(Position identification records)
━━━━━━━━━━━━━━━━━━━━

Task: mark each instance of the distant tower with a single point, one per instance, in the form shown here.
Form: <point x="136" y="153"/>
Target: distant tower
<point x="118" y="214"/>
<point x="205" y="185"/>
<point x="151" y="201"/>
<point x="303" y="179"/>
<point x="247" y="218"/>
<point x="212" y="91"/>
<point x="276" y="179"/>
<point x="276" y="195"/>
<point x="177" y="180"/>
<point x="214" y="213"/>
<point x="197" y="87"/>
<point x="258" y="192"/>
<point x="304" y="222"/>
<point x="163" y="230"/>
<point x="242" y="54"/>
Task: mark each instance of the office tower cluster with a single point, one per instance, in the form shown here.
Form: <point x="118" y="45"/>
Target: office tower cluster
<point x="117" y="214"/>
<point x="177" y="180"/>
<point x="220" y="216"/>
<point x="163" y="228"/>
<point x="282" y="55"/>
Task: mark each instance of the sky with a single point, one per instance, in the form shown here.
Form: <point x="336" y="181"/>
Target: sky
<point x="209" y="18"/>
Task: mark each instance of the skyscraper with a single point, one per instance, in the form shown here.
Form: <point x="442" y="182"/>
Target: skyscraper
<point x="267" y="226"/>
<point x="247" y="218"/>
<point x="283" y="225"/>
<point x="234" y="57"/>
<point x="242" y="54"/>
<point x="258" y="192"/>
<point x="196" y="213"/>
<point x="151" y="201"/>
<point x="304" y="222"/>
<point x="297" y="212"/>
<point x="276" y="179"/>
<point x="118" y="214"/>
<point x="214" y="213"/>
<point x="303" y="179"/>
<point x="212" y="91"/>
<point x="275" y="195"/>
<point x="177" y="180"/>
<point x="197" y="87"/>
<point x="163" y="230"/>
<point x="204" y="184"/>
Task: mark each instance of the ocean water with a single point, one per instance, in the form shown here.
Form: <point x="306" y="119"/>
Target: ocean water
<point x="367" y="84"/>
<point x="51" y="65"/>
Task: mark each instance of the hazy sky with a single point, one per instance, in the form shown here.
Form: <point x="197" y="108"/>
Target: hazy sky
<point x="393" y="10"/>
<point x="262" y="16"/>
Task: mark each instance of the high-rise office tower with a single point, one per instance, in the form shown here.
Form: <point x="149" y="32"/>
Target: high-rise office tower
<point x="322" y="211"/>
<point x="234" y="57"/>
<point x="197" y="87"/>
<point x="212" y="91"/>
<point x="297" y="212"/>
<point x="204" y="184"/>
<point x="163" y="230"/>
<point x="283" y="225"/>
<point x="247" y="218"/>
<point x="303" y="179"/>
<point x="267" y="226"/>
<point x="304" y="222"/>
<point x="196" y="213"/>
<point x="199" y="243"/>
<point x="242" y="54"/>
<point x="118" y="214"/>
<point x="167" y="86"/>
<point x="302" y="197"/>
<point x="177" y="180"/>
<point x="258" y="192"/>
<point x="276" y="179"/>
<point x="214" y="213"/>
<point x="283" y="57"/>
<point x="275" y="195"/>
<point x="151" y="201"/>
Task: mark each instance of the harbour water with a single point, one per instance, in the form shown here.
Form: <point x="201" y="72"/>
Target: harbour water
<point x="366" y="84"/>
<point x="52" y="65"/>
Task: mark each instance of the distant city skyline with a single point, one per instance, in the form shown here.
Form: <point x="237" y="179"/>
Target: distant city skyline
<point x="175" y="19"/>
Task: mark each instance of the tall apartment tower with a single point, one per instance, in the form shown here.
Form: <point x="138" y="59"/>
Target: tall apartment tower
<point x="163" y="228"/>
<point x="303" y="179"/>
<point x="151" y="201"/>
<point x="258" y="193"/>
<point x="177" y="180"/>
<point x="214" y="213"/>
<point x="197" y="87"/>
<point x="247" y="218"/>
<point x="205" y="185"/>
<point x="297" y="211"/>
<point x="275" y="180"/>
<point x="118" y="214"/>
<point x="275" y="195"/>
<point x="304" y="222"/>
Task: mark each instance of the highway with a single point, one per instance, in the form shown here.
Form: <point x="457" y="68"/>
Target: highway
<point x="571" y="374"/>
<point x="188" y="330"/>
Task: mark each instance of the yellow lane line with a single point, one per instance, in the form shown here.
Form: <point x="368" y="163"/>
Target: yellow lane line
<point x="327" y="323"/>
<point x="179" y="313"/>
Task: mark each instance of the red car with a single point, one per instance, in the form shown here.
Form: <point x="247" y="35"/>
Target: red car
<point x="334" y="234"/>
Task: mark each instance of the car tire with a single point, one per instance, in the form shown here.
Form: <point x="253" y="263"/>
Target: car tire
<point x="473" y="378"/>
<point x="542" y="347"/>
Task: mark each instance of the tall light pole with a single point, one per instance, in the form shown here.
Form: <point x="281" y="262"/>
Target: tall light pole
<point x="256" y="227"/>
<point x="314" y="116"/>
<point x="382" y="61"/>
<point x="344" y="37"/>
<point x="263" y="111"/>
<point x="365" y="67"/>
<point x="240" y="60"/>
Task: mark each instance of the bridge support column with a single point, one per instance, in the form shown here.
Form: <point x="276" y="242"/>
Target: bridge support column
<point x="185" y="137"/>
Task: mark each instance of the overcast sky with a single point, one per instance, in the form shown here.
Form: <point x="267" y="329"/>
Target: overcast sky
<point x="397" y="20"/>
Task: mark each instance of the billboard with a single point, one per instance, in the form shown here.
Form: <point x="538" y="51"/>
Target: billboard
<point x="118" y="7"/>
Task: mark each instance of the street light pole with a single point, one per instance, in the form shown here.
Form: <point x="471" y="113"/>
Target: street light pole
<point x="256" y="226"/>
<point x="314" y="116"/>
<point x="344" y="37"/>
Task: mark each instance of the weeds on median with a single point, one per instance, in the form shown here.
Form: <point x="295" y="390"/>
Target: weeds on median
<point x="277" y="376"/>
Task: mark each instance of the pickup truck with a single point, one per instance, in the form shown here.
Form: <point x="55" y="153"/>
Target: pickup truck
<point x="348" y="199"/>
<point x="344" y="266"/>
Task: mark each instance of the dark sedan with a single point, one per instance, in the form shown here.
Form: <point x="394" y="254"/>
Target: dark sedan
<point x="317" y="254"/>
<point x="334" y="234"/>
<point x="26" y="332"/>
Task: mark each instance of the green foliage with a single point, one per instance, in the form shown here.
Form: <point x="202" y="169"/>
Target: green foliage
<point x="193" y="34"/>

━━━━━━━━━━━━━━━━━━━━

◆ THE TASK ◆
Retype the material in full, character for character.

◆ SOLUTION ◆
Task: mark each instance of the distant tower with a single point, one per instance, in the form shown here.
Form: <point x="136" y="153"/>
Target: distant tower
<point x="118" y="214"/>
<point x="205" y="185"/>
<point x="151" y="201"/>
<point x="303" y="179"/>
<point x="247" y="218"/>
<point x="212" y="91"/>
<point x="276" y="179"/>
<point x="276" y="195"/>
<point x="177" y="180"/>
<point x="214" y="213"/>
<point x="197" y="87"/>
<point x="258" y="192"/>
<point x="304" y="222"/>
<point x="163" y="230"/>
<point x="242" y="54"/>
Task: mark each instance of the office tower cluster with a single point, one per instance, in the form shown here.
Form: <point x="118" y="45"/>
Target: office tower cluster
<point x="117" y="214"/>
<point x="177" y="180"/>
<point x="220" y="216"/>
<point x="163" y="228"/>
<point x="282" y="55"/>
Task: mark each instance of the sky with a single point, one per instance, in the form shown here.
Form: <point x="336" y="181"/>
Target: sky
<point x="209" y="18"/>
Task: mark each instance of the skyscraper with a single point, one per instance, in the form shown here.
Form: <point x="442" y="182"/>
Target: skyscraper
<point x="267" y="226"/>
<point x="247" y="218"/>
<point x="283" y="225"/>
<point x="234" y="57"/>
<point x="242" y="54"/>
<point x="258" y="192"/>
<point x="196" y="213"/>
<point x="151" y="201"/>
<point x="304" y="222"/>
<point x="297" y="212"/>
<point x="276" y="179"/>
<point x="118" y="214"/>
<point x="214" y="213"/>
<point x="303" y="179"/>
<point x="212" y="91"/>
<point x="275" y="195"/>
<point x="177" y="180"/>
<point x="197" y="87"/>
<point x="163" y="230"/>
<point x="204" y="184"/>
Task: mark each instance of the ocean water with a single point, one per instance, in the form shown here.
Form: <point x="306" y="119"/>
Target: ocean water
<point x="367" y="84"/>
<point x="51" y="65"/>
Task: mark each instance of the hazy sky with a single point, one per instance, in the form shown here.
Form: <point x="197" y="108"/>
Target: hazy sky
<point x="393" y="10"/>
<point x="262" y="16"/>
Task: mark each instance of the high-rise office tower with a single point, one per instance, in the form shown here.
Form: <point x="149" y="32"/>
Target: high-rise office tower
<point x="322" y="211"/>
<point x="234" y="57"/>
<point x="197" y="87"/>
<point x="212" y="91"/>
<point x="297" y="212"/>
<point x="204" y="184"/>
<point x="163" y="230"/>
<point x="283" y="225"/>
<point x="247" y="218"/>
<point x="303" y="179"/>
<point x="267" y="226"/>
<point x="304" y="222"/>
<point x="196" y="213"/>
<point x="199" y="243"/>
<point x="242" y="54"/>
<point x="118" y="214"/>
<point x="167" y="86"/>
<point x="302" y="197"/>
<point x="177" y="180"/>
<point x="258" y="192"/>
<point x="276" y="179"/>
<point x="214" y="213"/>
<point x="283" y="57"/>
<point x="275" y="195"/>
<point x="151" y="201"/>
Task: mark each instance of the harbour water with a single point, one per instance, in the form shown here.
Form: <point x="201" y="72"/>
Target: harbour water
<point x="366" y="84"/>
<point x="52" y="65"/>
Task: mark each instance of the distant city skyline with a single point, one per instance, in the form shown here.
Form: <point x="237" y="179"/>
Target: distant city skyline
<point x="175" y="19"/>
Task: mark each instance of the tall apartment tower with a single point, one per instance, in the form shown here.
Form: <point x="138" y="59"/>
Target: tall apartment tower
<point x="163" y="228"/>
<point x="303" y="179"/>
<point x="151" y="201"/>
<point x="258" y="193"/>
<point x="177" y="180"/>
<point x="214" y="213"/>
<point x="197" y="87"/>
<point x="247" y="218"/>
<point x="205" y="185"/>
<point x="297" y="211"/>
<point x="275" y="180"/>
<point x="118" y="214"/>
<point x="275" y="195"/>
<point x="304" y="222"/>
Task: mark each instance of the highway with a single point, one per instance, in the form shown here.
Form: <point x="457" y="68"/>
Target: highway
<point x="571" y="374"/>
<point x="188" y="330"/>
Task: mark each instance of the yellow lane line with a single point, one per instance, in the form shown here.
Form: <point x="368" y="163"/>
Target: yellow lane line
<point x="327" y="323"/>
<point x="179" y="313"/>
Task: mark each instance of the red car with a single point, one per instance, in the form shown here.
Form: <point x="247" y="35"/>
Target: red car
<point x="334" y="234"/>
Task: mark each instance of the car tire with a single point, one per instance, in the form shown here.
Form: <point x="253" y="263"/>
Target: car tire
<point x="473" y="378"/>
<point x="542" y="347"/>
Task: mark each instance of the tall light pole with a single point, one per instance, in the form shown here.
Form: <point x="281" y="262"/>
Target: tall light pole
<point x="256" y="227"/>
<point x="314" y="116"/>
<point x="382" y="61"/>
<point x="344" y="37"/>
<point x="263" y="111"/>
<point x="365" y="67"/>
<point x="240" y="60"/>
Task: mark each instance of the bridge support column with a single point, one per instance, in the form shown here.
Form: <point x="276" y="242"/>
Target: bridge support column
<point x="185" y="137"/>
Task: mark each instance of the overcast sky with a single point, one per instance, in the form shown here.
Form: <point x="267" y="329"/>
Target: overcast sky
<point x="397" y="20"/>
Task: mark each instance of the billboard with a single point, one per instance, in the form shown here.
Form: <point x="538" y="51"/>
Target: billboard
<point x="118" y="7"/>
Task: mark each instance of the street light pole with a single point, one per instance, in the form shown here.
Form: <point x="471" y="113"/>
Target: street light pole
<point x="256" y="226"/>
<point x="314" y="116"/>
<point x="344" y="37"/>
Task: mark each instance of the weeds on median with a single point, one per instance, in the form shown here.
Form: <point x="295" y="390"/>
Target: weeds on median
<point x="277" y="376"/>
Task: mark each instance of the pickup truck with a single point, one per instance, in the form shown here.
Form: <point x="55" y="153"/>
Target: pickup truck
<point x="348" y="199"/>
<point x="344" y="266"/>
Task: mark each instance of the dark sedan with a single point, one per instance, in the form shown here.
Form: <point x="394" y="254"/>
Target: dark sedan
<point x="317" y="254"/>
<point x="334" y="234"/>
<point x="26" y="332"/>
Task: mark each instance of the green foliage with a single point, one per instance, in the form shown here.
Form: <point x="202" y="169"/>
Target: green foliage
<point x="193" y="34"/>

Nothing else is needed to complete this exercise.